WHAT IS REQUIRED: Using the entries below, output exactly the line containing "Target: woman with blonde hair" and all lines that follow it to the end.

(Stored dataset items)
+++
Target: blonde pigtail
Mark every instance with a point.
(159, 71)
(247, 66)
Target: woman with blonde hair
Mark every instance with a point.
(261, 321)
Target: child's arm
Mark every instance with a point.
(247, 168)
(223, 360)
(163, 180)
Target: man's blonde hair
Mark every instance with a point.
+++
RESULT:
Target: woman with blonde hair
Mark every instance with a point.
(261, 321)
Target: child's arm
Mark every instance with a point.
(247, 168)
(223, 360)
(163, 180)
Target: man's blonde hair
Mark every instance with a point.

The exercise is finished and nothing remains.